• **Documento**:

I costi dei viaggi aerei si impennano in un periodo di guerra, mentre le compagnie aeree straniere rinnovano a rilento i voli per Israele
Gli esperti del settore esortano il governo a incentivare le compagnie aeree a riprendere i servizi e le frequenze di volo come parte di un piano di recupero postbellico per l’industria del turismo
Con l’avvicinarsi della Pasqua e dell’estate, i prezzi dei viaggi aerei stanno salendo alle stelle, mentre i vettori stranieri faticano a riprendere gradualmente il servizio verso Israele, nonostante i continui combattimenti con Hamas a Gaza. Quando è scoppiata la guerra dopo l’assalto del gruppo terroristico del 7 ottobre nel sud di Israele, quasi tutte le principali compagnie aeree internazionali hanno sospeso i voli per Tel Aviv.
Ma dall’inizio dell’anno, con gli attacchi missilistici da Gaza verso Israele in gran parte diminuiti, alcuni vettori stranieri hanno ripreso le loro rotte verso Israele con un orario ridotto, mentre altri hanno ritardato o indicato che intendono iniziare i voli verso l’Aeroporto Internazionale Ben-Gurion nelle prossime settimane. I prezzi dei biglietti aerei da e per Israele sono più che raddoppiati a causa della mancanza di offerta, della scarsa concorrenza, dell’aumento del premio assicurativo di guerra e dell’aumento della domanda.
I rappresentanti dell’industria aeronautica e gli operatori turistici chiedono al governo israeliano di elaborare una tabella di marcia per incentivare le compagnie aeree a riprendere i servizi e ad aumentare le frequenze dei voli, nell’ambito di un piano strategico che contribuisca ad avviare la ripresa postbellica dell’industria turistica e dell’economia nel suo complesso.
“Tenendo conto del fatto che l’aviazione gioca un ruolo cruciale nello sviluppo economico di un Paese e che giocherà un ruolo cruciale nella ripresa dell’economia israeliana dopo la guerra, ci si aspetterebbe che il governo israeliano sostenesse o incoraggiasse in modo proattivo un numero sempre maggiore di compagnie aeree a volare in Israele e sostenesse ulteriormente l’attività dei vettori israeliani”, ha dichiarato Kobi Zussman, country manager per Israele dell’International Air Transport Association (IATA).

• **Righe di dati**:
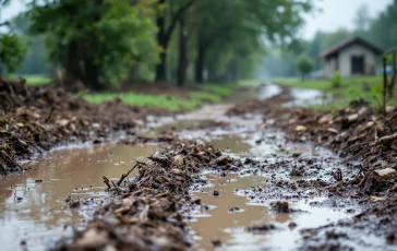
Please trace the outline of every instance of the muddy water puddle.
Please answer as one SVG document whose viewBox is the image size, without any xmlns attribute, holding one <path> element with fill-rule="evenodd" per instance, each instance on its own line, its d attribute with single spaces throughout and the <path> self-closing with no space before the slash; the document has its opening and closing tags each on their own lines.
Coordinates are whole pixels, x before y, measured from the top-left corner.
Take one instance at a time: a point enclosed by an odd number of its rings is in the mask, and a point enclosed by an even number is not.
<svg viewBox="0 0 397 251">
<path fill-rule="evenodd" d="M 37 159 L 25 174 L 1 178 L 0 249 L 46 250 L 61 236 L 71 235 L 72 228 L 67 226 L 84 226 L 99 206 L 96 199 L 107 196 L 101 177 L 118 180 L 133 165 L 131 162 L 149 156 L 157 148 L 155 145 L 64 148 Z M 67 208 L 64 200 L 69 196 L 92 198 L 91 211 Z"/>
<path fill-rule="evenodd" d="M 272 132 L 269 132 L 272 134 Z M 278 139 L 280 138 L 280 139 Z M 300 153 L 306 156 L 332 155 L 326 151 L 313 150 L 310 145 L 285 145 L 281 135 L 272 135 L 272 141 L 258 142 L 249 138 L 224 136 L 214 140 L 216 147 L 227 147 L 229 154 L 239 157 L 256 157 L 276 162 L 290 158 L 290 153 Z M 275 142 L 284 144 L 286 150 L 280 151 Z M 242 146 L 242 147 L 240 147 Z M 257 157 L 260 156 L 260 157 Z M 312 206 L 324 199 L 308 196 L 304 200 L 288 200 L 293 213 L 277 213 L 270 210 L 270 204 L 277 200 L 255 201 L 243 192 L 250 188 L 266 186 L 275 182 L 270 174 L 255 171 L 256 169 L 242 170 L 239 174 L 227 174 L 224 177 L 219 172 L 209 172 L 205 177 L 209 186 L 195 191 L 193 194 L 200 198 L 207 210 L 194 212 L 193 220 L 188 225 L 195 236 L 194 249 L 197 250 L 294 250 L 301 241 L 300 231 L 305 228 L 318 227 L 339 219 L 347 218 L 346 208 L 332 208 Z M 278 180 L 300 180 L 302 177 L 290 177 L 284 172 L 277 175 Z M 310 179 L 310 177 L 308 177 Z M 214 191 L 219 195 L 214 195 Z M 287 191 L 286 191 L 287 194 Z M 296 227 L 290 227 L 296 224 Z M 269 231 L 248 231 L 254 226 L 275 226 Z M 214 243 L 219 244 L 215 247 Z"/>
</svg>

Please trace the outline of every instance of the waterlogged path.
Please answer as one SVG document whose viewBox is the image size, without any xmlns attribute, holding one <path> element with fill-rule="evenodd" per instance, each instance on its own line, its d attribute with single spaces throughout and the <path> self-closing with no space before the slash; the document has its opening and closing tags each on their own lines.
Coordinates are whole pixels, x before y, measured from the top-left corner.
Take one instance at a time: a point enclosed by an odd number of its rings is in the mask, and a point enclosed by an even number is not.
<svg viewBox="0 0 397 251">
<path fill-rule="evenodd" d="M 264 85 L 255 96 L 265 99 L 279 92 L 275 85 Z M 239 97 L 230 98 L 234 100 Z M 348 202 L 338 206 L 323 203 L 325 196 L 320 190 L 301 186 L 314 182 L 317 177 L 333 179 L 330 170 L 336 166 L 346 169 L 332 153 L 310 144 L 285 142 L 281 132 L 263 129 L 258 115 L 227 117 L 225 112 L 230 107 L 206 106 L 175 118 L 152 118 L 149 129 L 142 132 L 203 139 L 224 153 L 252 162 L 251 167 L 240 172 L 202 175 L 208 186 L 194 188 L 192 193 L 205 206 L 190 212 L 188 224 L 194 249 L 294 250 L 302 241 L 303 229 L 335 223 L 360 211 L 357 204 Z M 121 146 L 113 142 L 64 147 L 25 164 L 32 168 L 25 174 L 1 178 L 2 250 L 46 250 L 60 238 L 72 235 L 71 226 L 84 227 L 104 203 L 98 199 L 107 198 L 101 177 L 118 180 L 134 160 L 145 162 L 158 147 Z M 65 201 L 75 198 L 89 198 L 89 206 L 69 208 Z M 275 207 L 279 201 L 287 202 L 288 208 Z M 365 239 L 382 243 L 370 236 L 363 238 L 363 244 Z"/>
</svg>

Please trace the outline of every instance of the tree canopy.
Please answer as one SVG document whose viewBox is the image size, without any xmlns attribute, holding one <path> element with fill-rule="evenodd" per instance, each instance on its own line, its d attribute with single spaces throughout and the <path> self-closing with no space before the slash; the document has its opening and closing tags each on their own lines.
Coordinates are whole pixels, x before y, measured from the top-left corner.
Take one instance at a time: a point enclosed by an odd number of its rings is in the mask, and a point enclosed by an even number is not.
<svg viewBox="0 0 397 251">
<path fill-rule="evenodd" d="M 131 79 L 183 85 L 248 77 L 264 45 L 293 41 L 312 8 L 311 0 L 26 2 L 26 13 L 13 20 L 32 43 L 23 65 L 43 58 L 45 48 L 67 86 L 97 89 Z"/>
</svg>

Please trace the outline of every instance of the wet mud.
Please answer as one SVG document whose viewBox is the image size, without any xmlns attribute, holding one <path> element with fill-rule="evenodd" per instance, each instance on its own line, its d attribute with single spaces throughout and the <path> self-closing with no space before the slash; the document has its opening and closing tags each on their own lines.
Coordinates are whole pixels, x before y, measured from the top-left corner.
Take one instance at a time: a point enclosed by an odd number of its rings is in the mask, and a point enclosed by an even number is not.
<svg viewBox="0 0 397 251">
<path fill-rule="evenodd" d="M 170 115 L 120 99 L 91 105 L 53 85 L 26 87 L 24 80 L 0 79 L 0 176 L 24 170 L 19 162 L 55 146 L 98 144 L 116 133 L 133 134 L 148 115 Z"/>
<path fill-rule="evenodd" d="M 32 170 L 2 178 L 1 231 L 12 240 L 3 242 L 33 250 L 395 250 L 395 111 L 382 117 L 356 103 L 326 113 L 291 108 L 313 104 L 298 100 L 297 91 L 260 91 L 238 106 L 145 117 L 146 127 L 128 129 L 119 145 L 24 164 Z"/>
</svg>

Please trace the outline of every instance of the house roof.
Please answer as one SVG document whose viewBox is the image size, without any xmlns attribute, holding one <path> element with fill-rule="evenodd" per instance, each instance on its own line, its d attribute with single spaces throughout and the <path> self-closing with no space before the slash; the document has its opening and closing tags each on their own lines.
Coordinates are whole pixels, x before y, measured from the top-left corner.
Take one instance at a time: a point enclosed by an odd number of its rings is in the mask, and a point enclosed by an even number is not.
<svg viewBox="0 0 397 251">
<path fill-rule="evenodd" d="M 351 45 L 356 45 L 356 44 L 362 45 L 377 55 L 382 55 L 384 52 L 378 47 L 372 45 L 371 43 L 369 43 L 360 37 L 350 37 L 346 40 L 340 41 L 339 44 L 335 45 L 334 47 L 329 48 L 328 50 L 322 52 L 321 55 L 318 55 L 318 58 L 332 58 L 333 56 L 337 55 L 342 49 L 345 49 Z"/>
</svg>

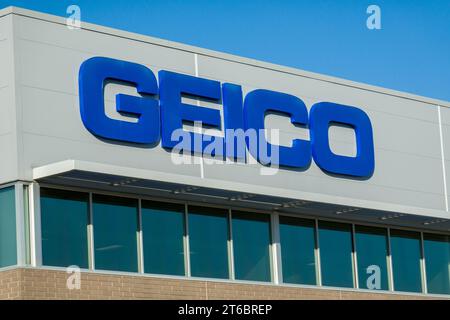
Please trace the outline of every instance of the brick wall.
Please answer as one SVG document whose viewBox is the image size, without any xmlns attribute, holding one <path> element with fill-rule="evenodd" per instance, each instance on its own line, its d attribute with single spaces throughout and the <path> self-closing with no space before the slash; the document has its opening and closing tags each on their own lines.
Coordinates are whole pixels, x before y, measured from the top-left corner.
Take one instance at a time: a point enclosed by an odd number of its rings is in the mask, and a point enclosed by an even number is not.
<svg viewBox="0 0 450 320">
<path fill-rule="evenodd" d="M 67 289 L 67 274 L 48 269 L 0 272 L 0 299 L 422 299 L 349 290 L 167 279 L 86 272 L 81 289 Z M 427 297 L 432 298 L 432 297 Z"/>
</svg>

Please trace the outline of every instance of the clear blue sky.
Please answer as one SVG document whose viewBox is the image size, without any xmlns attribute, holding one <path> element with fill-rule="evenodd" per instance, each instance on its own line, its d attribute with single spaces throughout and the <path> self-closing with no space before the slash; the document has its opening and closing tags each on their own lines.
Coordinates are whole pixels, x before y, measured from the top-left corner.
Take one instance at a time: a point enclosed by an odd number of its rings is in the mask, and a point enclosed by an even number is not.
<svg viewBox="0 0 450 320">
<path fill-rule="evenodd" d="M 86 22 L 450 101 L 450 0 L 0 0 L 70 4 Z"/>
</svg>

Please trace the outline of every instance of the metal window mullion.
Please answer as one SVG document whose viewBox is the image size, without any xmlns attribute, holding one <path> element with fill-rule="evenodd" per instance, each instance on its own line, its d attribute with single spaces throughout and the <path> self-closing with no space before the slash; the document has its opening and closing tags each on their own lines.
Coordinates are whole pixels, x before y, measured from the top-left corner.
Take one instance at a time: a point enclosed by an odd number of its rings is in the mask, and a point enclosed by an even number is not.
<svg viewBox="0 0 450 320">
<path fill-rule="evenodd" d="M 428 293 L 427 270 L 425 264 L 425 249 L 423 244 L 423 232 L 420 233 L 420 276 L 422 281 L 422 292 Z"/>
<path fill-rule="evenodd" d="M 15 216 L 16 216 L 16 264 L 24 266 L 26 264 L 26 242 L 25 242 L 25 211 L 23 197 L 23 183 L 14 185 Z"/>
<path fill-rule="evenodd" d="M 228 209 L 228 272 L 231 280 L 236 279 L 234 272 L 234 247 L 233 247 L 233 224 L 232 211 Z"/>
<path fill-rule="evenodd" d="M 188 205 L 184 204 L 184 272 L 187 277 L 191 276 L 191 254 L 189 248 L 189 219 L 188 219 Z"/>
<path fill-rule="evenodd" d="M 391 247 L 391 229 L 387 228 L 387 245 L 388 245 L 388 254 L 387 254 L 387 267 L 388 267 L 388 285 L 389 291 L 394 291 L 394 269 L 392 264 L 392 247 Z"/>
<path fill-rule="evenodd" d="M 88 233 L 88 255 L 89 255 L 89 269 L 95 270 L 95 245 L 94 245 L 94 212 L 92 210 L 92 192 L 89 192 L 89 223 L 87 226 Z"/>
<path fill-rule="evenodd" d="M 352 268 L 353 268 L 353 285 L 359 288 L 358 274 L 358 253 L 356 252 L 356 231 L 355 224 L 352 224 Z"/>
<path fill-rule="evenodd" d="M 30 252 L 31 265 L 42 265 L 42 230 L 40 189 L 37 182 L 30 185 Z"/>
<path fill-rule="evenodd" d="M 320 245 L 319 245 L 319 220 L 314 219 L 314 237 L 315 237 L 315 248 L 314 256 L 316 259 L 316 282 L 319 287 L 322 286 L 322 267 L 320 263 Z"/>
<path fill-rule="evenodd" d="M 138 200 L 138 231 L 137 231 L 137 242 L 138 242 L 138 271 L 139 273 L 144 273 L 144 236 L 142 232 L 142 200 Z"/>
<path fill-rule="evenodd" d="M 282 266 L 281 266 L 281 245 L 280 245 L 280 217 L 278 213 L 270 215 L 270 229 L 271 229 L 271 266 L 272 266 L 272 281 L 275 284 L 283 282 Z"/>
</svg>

• **Esercizi proposti**:
a - Quale incarico ricopre Kobi Zussman secondo l'articolo sui voli per Israele?
b - Prosegua l'articolo sui voli per Israele a partire dall'ultima frase riportata.

• **Soluzioni**:
a - È country manager per Israele dell'International Air Transport Association (IATA).

b -
“Naturalmente, finché siamo in uno stato di guerra, tornare alle normali operazioni è difficile, ma dobbiamo pensare al giorno dopo la fine della guerra e a come Israele vuole riportare i turisti”. La guerra è scoppiata il 7 ottobre, quando Hamas ha inviato migliaia di terroristi da Gaza verso il sud di Israele, dove hanno compiuto una furia senza precedenti, uccidendo circa 1.200 persone, per la maggior parte civili, e rapendone 253. In risposta, Israele ha richiamato centinaia di migliaia di riservisti per unirsi ai combattimenti e ha evacuato ampie zone di confine tra Gaza e il Libano, con la chiusura delle attività commerciali e la permanenza a casa sotto una pioggia di razzi, mentre il Paese passava a un assetto di guerra.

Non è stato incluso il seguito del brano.